### WHAT TO WORK ON
Without altering anything, repeat each of the records.

### TASK INPUTS
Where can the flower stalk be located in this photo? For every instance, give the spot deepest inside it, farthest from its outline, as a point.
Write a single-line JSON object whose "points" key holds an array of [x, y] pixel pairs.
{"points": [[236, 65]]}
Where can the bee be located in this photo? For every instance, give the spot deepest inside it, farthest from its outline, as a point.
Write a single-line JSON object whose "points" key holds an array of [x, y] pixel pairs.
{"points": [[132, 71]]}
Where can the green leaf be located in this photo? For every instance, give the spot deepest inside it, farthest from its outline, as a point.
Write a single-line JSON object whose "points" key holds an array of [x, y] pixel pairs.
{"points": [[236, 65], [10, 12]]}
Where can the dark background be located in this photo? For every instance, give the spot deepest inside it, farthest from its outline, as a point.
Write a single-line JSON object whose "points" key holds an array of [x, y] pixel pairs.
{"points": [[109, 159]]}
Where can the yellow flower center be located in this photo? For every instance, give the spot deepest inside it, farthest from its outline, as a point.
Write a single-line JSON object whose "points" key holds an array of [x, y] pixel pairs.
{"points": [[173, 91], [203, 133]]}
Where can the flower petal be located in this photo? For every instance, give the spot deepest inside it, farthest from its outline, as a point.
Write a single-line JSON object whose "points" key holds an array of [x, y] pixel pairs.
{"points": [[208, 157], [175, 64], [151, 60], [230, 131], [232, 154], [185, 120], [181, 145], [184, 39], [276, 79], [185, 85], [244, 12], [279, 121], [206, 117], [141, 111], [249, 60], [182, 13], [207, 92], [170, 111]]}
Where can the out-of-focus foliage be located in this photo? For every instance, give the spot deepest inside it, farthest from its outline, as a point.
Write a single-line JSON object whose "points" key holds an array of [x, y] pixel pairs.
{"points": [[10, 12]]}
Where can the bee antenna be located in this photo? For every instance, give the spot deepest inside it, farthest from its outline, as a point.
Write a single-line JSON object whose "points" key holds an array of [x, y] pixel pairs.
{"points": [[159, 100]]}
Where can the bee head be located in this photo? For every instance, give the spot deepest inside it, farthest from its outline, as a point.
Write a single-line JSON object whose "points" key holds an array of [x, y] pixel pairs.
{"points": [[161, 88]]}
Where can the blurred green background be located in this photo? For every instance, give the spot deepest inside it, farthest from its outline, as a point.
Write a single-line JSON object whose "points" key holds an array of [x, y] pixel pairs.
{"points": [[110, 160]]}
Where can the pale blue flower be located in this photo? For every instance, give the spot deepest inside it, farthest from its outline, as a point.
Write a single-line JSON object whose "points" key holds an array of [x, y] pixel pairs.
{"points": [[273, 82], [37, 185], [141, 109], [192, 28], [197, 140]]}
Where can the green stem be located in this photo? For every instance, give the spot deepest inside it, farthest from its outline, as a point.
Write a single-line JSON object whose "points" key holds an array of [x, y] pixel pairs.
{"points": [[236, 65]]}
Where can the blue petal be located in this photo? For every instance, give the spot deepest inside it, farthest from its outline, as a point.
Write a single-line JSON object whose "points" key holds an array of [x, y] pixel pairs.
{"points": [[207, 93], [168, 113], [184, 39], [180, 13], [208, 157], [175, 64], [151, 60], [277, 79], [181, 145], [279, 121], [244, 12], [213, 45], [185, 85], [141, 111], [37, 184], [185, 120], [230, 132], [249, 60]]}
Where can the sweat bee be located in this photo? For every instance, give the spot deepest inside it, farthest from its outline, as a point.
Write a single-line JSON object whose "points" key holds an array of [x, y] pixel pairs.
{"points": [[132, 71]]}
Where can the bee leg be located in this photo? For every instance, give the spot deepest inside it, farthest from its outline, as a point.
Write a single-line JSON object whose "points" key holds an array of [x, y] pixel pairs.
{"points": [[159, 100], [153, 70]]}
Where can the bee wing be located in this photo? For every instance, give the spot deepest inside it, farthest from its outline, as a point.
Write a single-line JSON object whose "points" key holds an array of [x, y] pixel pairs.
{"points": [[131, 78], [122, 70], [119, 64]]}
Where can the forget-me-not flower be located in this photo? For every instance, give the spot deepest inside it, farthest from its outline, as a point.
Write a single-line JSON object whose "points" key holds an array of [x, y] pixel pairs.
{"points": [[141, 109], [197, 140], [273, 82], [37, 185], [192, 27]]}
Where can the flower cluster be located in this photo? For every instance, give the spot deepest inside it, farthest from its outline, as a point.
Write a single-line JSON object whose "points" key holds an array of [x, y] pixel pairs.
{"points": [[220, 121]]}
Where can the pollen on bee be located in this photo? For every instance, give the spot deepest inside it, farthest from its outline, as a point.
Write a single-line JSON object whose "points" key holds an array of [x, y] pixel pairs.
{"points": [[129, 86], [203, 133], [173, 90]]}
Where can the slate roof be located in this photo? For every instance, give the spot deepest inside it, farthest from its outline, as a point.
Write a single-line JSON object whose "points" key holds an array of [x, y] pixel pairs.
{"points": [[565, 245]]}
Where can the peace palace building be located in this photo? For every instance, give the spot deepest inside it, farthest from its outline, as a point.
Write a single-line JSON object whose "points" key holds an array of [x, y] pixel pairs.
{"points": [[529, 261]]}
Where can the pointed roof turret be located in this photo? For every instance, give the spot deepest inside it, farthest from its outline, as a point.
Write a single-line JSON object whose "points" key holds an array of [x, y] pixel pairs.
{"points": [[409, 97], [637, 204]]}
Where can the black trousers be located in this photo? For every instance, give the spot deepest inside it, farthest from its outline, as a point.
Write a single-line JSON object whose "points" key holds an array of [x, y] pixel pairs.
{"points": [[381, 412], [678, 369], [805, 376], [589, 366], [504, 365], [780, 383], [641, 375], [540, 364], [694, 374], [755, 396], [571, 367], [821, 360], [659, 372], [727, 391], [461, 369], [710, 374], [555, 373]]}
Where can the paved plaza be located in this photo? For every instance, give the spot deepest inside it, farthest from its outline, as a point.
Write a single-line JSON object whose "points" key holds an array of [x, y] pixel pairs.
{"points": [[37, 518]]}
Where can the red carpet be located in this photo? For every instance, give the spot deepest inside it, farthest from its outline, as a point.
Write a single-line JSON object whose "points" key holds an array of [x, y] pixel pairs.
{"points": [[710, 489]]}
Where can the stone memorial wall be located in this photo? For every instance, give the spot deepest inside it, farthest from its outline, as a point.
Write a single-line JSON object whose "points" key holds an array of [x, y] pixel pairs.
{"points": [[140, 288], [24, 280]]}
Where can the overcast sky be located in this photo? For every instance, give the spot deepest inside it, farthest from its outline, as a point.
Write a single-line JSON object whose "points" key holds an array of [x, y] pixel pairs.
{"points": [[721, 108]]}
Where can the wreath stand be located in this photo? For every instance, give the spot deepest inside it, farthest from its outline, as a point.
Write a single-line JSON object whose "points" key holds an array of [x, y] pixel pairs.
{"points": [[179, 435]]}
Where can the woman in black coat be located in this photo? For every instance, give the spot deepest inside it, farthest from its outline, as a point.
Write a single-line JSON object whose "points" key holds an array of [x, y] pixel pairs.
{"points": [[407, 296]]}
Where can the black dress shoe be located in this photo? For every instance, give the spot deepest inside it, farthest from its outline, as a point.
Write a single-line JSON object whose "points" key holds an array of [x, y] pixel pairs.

### WRITTEN RESPONSE
Where can the flower stalk be located in this photo? For every instance, give the spot deepest inside it, farthest from its outline, as a point.
Write a single-line JSON object whose "points" key holds an array of [x, y] pixel pairs.
{"points": [[236, 65]]}
Where can the bee be located in this photo? For every instance, give the spot deepest inside it, farthest from its outline, as a point.
Write a single-line JSON object whose "points" key holds an array of [x, y] pixel pairs.
{"points": [[132, 71]]}
Where can the green leaf be located in this photo? For every instance, give the spot deepest inside it, farthest from its outline, as a point.
Write a single-line JSON object whose "points" key holds an array of [x, y] pixel pairs.
{"points": [[236, 65], [10, 12]]}
Where can the dark background be located in this photo? For every instance, give the spot deepest inside it, farthest from its outline, as a point.
Write a single-line JSON object whose "points" key holds an array of [x, y] pixel pairs.
{"points": [[109, 159]]}
Where can the yellow flower center be located in this photo? For every instance, give the spot deepest inside it, farthest from its outline, as a point.
Write a single-line JSON object whose "points" key holds an array of [x, y] pixel pairs.
{"points": [[173, 91], [203, 133]]}
Where can the flower petal be located in this photo? For every instance, give the spot deepest inside it, farthest from its outline, as a point.
Write a single-line JSON object whose "points" key holds an array of [x, y] pixel pairs.
{"points": [[208, 157], [175, 64], [151, 60], [230, 131], [232, 154], [185, 120], [181, 145], [184, 39], [276, 79], [185, 85], [244, 12], [279, 121], [206, 117], [141, 111], [249, 60], [182, 13], [207, 92], [170, 111]]}
Where can the out-of-focus foliage be located in this photo? For every instance, give the spot deepest inside it, farthest from its outline, as a point.
Write a single-line JSON object whose "points" key holds an array of [x, y] pixel pairs.
{"points": [[10, 12]]}
Where can the bee antenna be located in this photo? For every instance, give the spot deepest inside it, farthest from its outline, as a point.
Write a single-line JSON object whose "points" key holds an array of [x, y] pixel pairs.
{"points": [[159, 100]]}
Where can the bee head be located in this photo? For every instance, give the spot deepest inside it, farthest from its outline, as a point.
Write a single-line JSON object whose "points" key holds an array of [x, y] pixel pairs.
{"points": [[161, 88]]}
Where can the blurred green background be located in this photo? For every instance, give the spot deepest inside it, farthest from its outline, as a point.
Write a single-line JSON object whose "points" key holds an array of [x, y] pixel pairs.
{"points": [[110, 160]]}
Where can the pale blue flower be located in this photo? For every instance, give the spot deepest inside it, farthest from its outline, as a point.
Write a single-line JSON object whose "points" key holds an array of [x, y] pixel pairs.
{"points": [[273, 82], [37, 185], [141, 109], [192, 28], [197, 140]]}
Where can the green stem be located in this photo? For every instance, give the spot deepest inside it, farthest from its outline, as a point.
Write a single-line JSON object whose "points" key holds an array of [x, y] pixel pairs.
{"points": [[236, 65]]}
Where can the blue petal be located in this photo? For every instance, give the spot deepest inside it, farthest from its outline, as a point.
Write a single-line JSON object whose "points" key holds an array of [x, y] pixel pairs.
{"points": [[207, 93], [168, 113], [184, 39], [180, 13], [208, 157], [175, 64], [151, 60], [277, 79], [181, 145], [279, 121], [244, 12], [213, 45], [185, 85], [141, 111], [37, 184], [185, 120], [230, 132], [249, 60]]}
Where can the sweat bee be located in this photo? For every instance, give the spot deepest inside it, farthest from its outline, as a point.
Write a single-line JSON object whose "points" key holds an array of [x, y] pixel pairs.
{"points": [[132, 71]]}
Where can the bee leg be located in this photo? For every instance, give the spot deepest inside it, farthest from its outline, as a point.
Write a single-line JSON object whose "points" key holds an array of [x, y] pixel pairs.
{"points": [[159, 100], [153, 70]]}
Where can the bee wing be located in this photo? For every instance, give the spot deepest inside it, farthest from its outline, as a point.
Write a single-line JSON object whose "points" key holds an array of [x, y] pixel pairs.
{"points": [[131, 78], [122, 70], [119, 64]]}
Where can the forget-me-not flower be located in this photo? For every instance, give the spot deepest inside it, farthest from its outline, as a point.
Write a single-line JSON object whose "points" key holds an array of [x, y] pixel pairs.
{"points": [[141, 109], [197, 140], [273, 82], [37, 185], [192, 27]]}
Where can the flower cluster be located in this photo? For every instance, give the spot deepest inside it, farthest from its outline, as a point.
Write a single-line JSON object whose "points" key holds an array of [x, y] pixel pairs.
{"points": [[220, 121]]}
Where can the pollen on bee be located in this photo? For every instance, give the spot deepest inside it, farthest from its outline, as a point.
Write a single-line JSON object whose "points" key holds an array of [x, y] pixel pairs.
{"points": [[129, 86], [203, 133], [173, 90]]}
Where can the slate roof be located in this photo? For every instance, give the spot deepest inside it, farthest from its outline, as a point.
Write a single-line JSON object whose "points" key holds an array of [x, y] pixel pairs.
{"points": [[565, 245]]}
Where can the peace palace building be located in this photo? For every instance, give the spot deepest inside it, farthest from its outline, as a point.
Write a single-line JSON object whose "points" key holds an array of [x, y] pixel pairs.
{"points": [[529, 261]]}
Where can the pointed roof turret be located in this photo? For every instance, give the spot deepest inside it, farthest from its outline, as a point.
Write a single-line JSON object whose "points" key holds an array of [x, y] pixel pairs.
{"points": [[409, 97], [637, 204]]}
Where can the black trousers be located in this photo? For every instance, give the spot deepest inside it, farthest from its outline, as a point.
Write a single-line JSON object whose "points" key holds an array of [x, y] pixel pairs.
{"points": [[381, 412], [678, 369], [805, 376], [589, 366], [504, 365], [780, 383], [641, 375], [540, 364], [694, 374], [755, 396], [571, 367], [821, 360], [659, 372], [727, 391], [461, 369], [710, 374], [555, 373]]}
Where can the paved plaza be located in this photo? For every instance, give the spot deepest inside it, farthest from its outline, as a point.
Write a single-line JSON object whose "points" key holds an array of [x, y] pixel pairs.
{"points": [[37, 518]]}
Where can the red carpet be located in this photo? For every instance, give the spot deepest inside it, farthest from its outline, as a point.
Write a single-line JSON object whose "points" key holds an array of [x, y] pixel pairs.
{"points": [[710, 489]]}
Where can the stone memorial wall be located in this photo? For every instance, give the spot deepest inside it, farthest from its outline, as a point.
Write a single-line JSON object whose "points" key holds an array of [x, y] pixel pairs.
{"points": [[140, 288], [24, 280]]}
Where can the overcast sky be located in this photo? For every instance, give the spot deepest inside it, farthest from its outline, as a point.
Write a single-line JSON object whose "points" key holds an array of [x, y] pixel pairs.
{"points": [[721, 108]]}
Where can the wreath stand be located in this photo? For every instance, give the spot deepest inside it, farthest from its outline, as a point.
Write a single-line JSON object whose "points" key holds an array of [x, y] pixel pairs.
{"points": [[179, 435]]}
Where can the woman in black coat be located in this photo? For every instance, give the spot deepest inside it, farthest from its outline, as a point.
Write a single-line JSON object whose "points" key holds an array of [x, y] pixel pairs.
{"points": [[407, 296]]}
Where can the black dress shoe be located in this photo? For every instance, give the spot deepest inside it, farthest from its outline, as a point.
Write a single-line JSON object whose "points" key holds an array of [x, y] pixel pairs.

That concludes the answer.